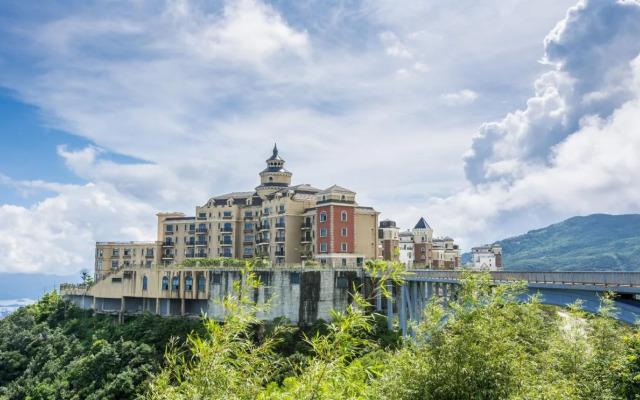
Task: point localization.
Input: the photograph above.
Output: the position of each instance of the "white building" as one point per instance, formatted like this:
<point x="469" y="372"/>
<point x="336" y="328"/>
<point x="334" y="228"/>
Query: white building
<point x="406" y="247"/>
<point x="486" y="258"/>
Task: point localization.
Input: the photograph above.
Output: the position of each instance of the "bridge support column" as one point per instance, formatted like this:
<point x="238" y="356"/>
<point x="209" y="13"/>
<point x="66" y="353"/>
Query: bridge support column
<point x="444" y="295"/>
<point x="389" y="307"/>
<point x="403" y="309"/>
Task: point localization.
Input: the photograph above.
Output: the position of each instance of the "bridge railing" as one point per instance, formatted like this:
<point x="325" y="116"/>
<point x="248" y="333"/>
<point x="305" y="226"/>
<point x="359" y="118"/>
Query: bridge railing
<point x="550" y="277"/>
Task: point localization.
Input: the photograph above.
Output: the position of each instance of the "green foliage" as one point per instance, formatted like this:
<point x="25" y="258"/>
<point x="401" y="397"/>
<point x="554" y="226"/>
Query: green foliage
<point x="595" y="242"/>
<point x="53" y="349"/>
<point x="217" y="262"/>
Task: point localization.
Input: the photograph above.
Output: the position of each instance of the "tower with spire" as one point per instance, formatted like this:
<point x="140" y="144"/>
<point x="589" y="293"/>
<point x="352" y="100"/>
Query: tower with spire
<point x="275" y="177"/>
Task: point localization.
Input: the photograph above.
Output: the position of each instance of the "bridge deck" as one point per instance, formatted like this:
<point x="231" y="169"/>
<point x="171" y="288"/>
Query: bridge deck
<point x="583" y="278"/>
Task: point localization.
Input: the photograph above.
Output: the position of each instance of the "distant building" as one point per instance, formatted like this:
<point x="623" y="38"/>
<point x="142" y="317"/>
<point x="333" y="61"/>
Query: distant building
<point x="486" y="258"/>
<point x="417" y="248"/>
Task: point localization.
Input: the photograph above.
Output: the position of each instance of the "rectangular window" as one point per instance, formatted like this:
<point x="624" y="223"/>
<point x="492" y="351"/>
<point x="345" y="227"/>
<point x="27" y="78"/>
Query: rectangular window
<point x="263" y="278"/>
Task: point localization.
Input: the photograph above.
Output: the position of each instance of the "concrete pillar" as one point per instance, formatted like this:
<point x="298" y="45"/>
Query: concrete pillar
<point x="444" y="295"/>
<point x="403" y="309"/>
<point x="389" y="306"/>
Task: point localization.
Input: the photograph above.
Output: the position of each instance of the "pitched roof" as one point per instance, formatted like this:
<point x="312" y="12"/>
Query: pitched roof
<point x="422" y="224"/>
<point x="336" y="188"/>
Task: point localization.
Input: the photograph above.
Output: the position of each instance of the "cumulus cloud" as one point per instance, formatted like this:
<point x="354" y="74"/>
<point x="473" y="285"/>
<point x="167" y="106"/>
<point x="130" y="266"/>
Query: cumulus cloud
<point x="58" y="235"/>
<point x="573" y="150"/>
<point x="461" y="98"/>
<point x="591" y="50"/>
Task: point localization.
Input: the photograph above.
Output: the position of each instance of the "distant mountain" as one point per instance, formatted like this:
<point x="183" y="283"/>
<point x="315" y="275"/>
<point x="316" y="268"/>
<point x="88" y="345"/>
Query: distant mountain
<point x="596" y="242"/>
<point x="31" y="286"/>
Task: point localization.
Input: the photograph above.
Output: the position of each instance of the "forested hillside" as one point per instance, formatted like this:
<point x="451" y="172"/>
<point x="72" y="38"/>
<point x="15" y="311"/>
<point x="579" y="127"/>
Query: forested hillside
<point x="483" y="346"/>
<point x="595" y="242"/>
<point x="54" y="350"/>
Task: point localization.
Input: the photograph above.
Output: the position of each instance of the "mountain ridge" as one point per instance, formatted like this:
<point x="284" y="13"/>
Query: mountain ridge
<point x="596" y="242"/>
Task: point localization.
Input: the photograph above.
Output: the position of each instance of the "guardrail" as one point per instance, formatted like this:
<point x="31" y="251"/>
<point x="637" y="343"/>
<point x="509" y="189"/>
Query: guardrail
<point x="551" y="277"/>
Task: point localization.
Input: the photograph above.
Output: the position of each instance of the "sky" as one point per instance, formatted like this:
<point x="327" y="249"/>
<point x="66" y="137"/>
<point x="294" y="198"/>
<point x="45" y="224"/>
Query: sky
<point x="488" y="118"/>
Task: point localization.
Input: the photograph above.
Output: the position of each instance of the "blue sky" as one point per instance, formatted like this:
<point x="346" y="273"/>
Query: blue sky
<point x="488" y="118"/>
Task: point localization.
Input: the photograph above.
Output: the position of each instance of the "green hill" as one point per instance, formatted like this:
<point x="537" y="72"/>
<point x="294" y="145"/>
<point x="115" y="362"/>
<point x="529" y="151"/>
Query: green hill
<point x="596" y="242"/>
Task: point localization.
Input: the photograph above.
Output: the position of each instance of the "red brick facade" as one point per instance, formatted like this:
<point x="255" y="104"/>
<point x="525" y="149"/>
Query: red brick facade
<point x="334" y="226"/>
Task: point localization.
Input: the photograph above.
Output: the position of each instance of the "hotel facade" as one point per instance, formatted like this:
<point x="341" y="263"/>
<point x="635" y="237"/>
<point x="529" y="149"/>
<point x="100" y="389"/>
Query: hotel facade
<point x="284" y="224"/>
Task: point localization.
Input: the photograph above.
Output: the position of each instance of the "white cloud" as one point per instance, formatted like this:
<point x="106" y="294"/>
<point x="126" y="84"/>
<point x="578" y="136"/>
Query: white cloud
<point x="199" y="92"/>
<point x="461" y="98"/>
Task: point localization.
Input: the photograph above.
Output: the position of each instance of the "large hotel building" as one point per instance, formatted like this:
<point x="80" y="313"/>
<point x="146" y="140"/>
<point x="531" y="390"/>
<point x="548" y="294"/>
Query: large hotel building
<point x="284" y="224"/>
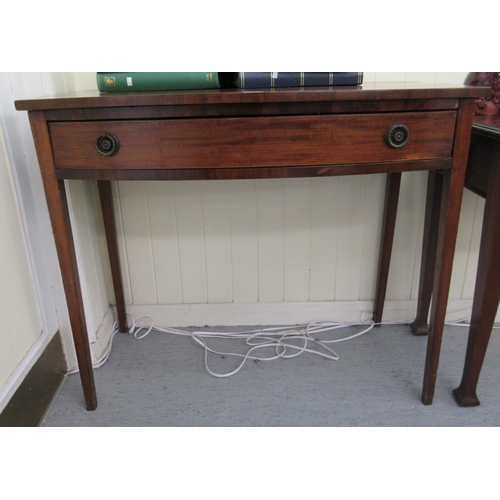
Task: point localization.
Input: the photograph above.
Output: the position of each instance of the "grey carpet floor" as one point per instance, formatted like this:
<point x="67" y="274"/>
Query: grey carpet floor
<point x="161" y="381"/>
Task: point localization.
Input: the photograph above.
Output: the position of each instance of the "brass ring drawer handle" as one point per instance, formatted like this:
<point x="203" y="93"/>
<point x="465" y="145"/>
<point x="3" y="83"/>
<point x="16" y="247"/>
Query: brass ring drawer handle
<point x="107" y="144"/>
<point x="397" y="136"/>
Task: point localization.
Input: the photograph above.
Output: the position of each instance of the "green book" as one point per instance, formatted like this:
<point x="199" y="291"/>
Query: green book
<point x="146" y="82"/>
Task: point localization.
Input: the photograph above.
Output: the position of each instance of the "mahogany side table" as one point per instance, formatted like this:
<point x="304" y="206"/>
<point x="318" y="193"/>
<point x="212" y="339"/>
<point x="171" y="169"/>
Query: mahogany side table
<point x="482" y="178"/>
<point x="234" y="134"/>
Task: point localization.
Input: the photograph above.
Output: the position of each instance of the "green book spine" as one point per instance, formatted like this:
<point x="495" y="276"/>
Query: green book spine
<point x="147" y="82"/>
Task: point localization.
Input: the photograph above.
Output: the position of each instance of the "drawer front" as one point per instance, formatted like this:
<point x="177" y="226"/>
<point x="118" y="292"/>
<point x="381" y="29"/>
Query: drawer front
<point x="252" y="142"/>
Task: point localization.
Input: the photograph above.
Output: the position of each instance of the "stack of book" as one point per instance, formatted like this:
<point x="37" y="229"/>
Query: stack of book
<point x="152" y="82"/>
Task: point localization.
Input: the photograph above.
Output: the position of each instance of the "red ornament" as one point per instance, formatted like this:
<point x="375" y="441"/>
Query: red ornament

> What you will do
Transcribe the listing in full and omit the pictures.

> Answer
Task: point localization.
Input: the photograph above.
Output: the position of each instance of the "white building" as one point per instance, formatted like this:
<point x="469" y="372"/>
<point x="336" y="328"/>
<point x="334" y="228"/>
Query: white building
<point x="406" y="247"/>
<point x="486" y="258"/>
Task: point localization.
Input: the photograph above.
Output: the position of each instance of the "bridge support column" as one point per instance, formatted like this:
<point x="238" y="356"/>
<point x="209" y="13"/>
<point x="66" y="353"/>
Query: bridge support column
<point x="444" y="295"/>
<point x="389" y="307"/>
<point x="403" y="309"/>
Task: point localization.
Input: the photograph above.
Output: the position of each instance of the "bridge railing" as one point per instance, formatted like this:
<point x="325" y="116"/>
<point x="248" y="333"/>
<point x="305" y="226"/>
<point x="359" y="118"/>
Query: bridge railing
<point x="550" y="277"/>
Task: point localization.
Input: the photograph above.
Output: the position of each instance of the "green foliage" as one point per instance, formatted like this:
<point x="25" y="258"/>
<point x="401" y="397"/>
<point x="554" y="226"/>
Query: green foliage
<point x="595" y="242"/>
<point x="53" y="349"/>
<point x="217" y="262"/>
Task: point localization.
Input: the photograph above.
Output: the position of each instance of the "tower with spire" as one point per instance, formatted like this:
<point x="140" y="144"/>
<point x="589" y="293"/>
<point x="352" y="100"/>
Query: tower with spire
<point x="275" y="177"/>
Task: point localization.
Input: the photograph above.
Output: the position of each instance of the "bridge deck" as one point per instance, formatted like this:
<point x="231" y="169"/>
<point x="171" y="288"/>
Query: bridge deck
<point x="583" y="278"/>
Task: point localization.
Input: the photograph above.
Output: the position of each instance of the "distant building" as one point per instance, formatted like this:
<point x="623" y="38"/>
<point x="142" y="317"/>
<point x="333" y="61"/>
Query: distant building
<point x="486" y="258"/>
<point x="417" y="248"/>
Task: point localization.
Input: the photograph above.
Output: the position of each instance of the "rectangular window" as one point per instance, formatted like this:
<point x="624" y="223"/>
<point x="492" y="351"/>
<point x="345" y="227"/>
<point x="27" y="78"/>
Query: rectangular window
<point x="263" y="278"/>
Task: point localization.
Input: the photograph above.
Output: the position of each instance of the "concrete pillar" as one point per instance, formatted like this:
<point x="298" y="45"/>
Query: concrete pillar
<point x="444" y="295"/>
<point x="403" y="309"/>
<point x="389" y="306"/>
Task: point localization.
Input: the photograph above.
Output: the position of each instance of the "pitched roof" as one point per instance, formatted like this:
<point x="312" y="12"/>
Query: pitched roof
<point x="422" y="224"/>
<point x="336" y="188"/>
Task: point localization.
Input: the photograph above.
Output: the position of each instance of the "cumulus cloud" as one point per instance, formatted like this:
<point x="354" y="74"/>
<point x="473" y="285"/>
<point x="167" y="106"/>
<point x="130" y="266"/>
Query: cumulus cloud
<point x="58" y="235"/>
<point x="573" y="150"/>
<point x="461" y="98"/>
<point x="591" y="50"/>
Task: point localization.
Input: the photograph above.
Output: the position of each instance of the "distant mountain" as one point per instance, formatted like this:
<point x="183" y="283"/>
<point x="315" y="275"/>
<point x="316" y="268"/>
<point x="88" y="345"/>
Query: distant mountain
<point x="596" y="242"/>
<point x="31" y="286"/>
Task: point localization.
Input: the photograph above.
Output: the position of each instance of the "forested hillside" as one point per instance, formatted like this:
<point x="451" y="172"/>
<point x="72" y="38"/>
<point x="15" y="311"/>
<point x="579" y="127"/>
Query: forested hillside
<point x="483" y="346"/>
<point x="595" y="242"/>
<point x="54" y="350"/>
Task: point localization.
Input: the photograph above.
Output: the position of each instance of the "mountain ridge" as one point per instance, formatted like this:
<point x="284" y="13"/>
Query: mountain ridge
<point x="596" y="242"/>
Task: point localization.
Input: the photograph above.
Output: the position of each instance of the "guardrail" as one point per instance, formatted like this:
<point x="31" y="251"/>
<point x="637" y="343"/>
<point x="509" y="189"/>
Query: guardrail
<point x="551" y="277"/>
Task: point localization.
Input: the photograph above.
Output: the position of each instance of the "sky" as one point per instance, formatted like this:
<point x="327" y="249"/>
<point x="66" y="137"/>
<point x="294" y="198"/>
<point x="45" y="224"/>
Query: sky
<point x="488" y="118"/>
Task: point localization.
Input: the photograph above.
Output: the position of each instance of the "blue sky" as one point per instance, formatted like this:
<point x="346" y="273"/>
Query: blue sky
<point x="488" y="118"/>
Task: point localization.
Input: the photograph above.
Output: the position of each instance of the "green hill" as one point per instance, formatted like this:
<point x="537" y="72"/>
<point x="294" y="145"/>
<point x="115" y="362"/>
<point x="529" y="151"/>
Query: green hill
<point x="596" y="242"/>
Task: point localization.
Input: the photograph above.
Output: the position of each instance of the "red brick facade" as one point per instance, formatted like this:
<point x="255" y="104"/>
<point x="525" y="149"/>
Query: red brick facade
<point x="334" y="226"/>
Task: point localization.
Input: the photograph above.
Output: the position of each instance of the "hotel facade" as one point per instance, formatted like this:
<point x="341" y="263"/>
<point x="635" y="237"/>
<point x="529" y="149"/>
<point x="100" y="389"/>
Query: hotel facade
<point x="284" y="224"/>
Task: point localization.
Input: the photograph above.
Output: the position of each instance of the "white cloud" as one point per instance, formatted like this:
<point x="106" y="294"/>
<point x="126" y="84"/>
<point x="578" y="136"/>
Query: white cloud
<point x="199" y="92"/>
<point x="461" y="98"/>
Task: point localization.
Input: the photograph above.
Output: the position of each instance of the "large hotel building" as one point per instance, formatted like this:
<point x="80" y="313"/>
<point x="146" y="140"/>
<point x="531" y="390"/>
<point x="548" y="294"/>
Query: large hotel building
<point x="284" y="224"/>
Task: point localization.
Input: the photograph above.
Output: the position of each instance of the "grey carpet floor" as one point per instance, formatted like this:
<point x="67" y="274"/>
Query: grey carpet floor
<point x="161" y="381"/>
Task: point localization.
Input: the photograph above.
Output: the position of each instance of the "brass ring drawer handle" as one point per instance, formatted like this:
<point x="203" y="93"/>
<point x="465" y="145"/>
<point x="3" y="83"/>
<point x="16" y="247"/>
Query: brass ring drawer handle
<point x="107" y="144"/>
<point x="397" y="136"/>
Task: point localization.
Input: the photograph above.
Output: the position of each instance of the "green book" as one point per instance, formatted like this:
<point x="199" y="291"/>
Query: green book
<point x="146" y="82"/>
Task: point localization.
Input: the photograph above.
Output: the position of each instance of the "mahogany side table" as one point per instance, formatted like this:
<point x="304" y="206"/>
<point x="318" y="193"/>
<point x="212" y="339"/>
<point x="171" y="169"/>
Query: mahogany side table
<point x="482" y="178"/>
<point x="234" y="134"/>
Task: point localization.
Input: the photograph above.
Output: the position of each instance of the "green book spine" as one point per instance, formatted like this:
<point x="495" y="276"/>
Query: green book spine
<point x="147" y="82"/>
Task: point localization.
Input: the photograph above.
Output: the position of each instance of the "drawer front" as one point per instance, formatted like this:
<point x="177" y="226"/>
<point x="118" y="292"/>
<point x="381" y="29"/>
Query: drawer front
<point x="252" y="142"/>
Task: point localization.
Input: the photograph above.
Output: the position of each instance of the "stack of book" as one point per instance, formatted like this:
<point x="37" y="229"/>
Query: stack of book
<point x="152" y="82"/>
Task: point localization.
Input: the photograph above.
Output: the position of each instance of the "red ornament" as one point per instance, formatted like this:
<point x="375" y="441"/>
Query: red ornament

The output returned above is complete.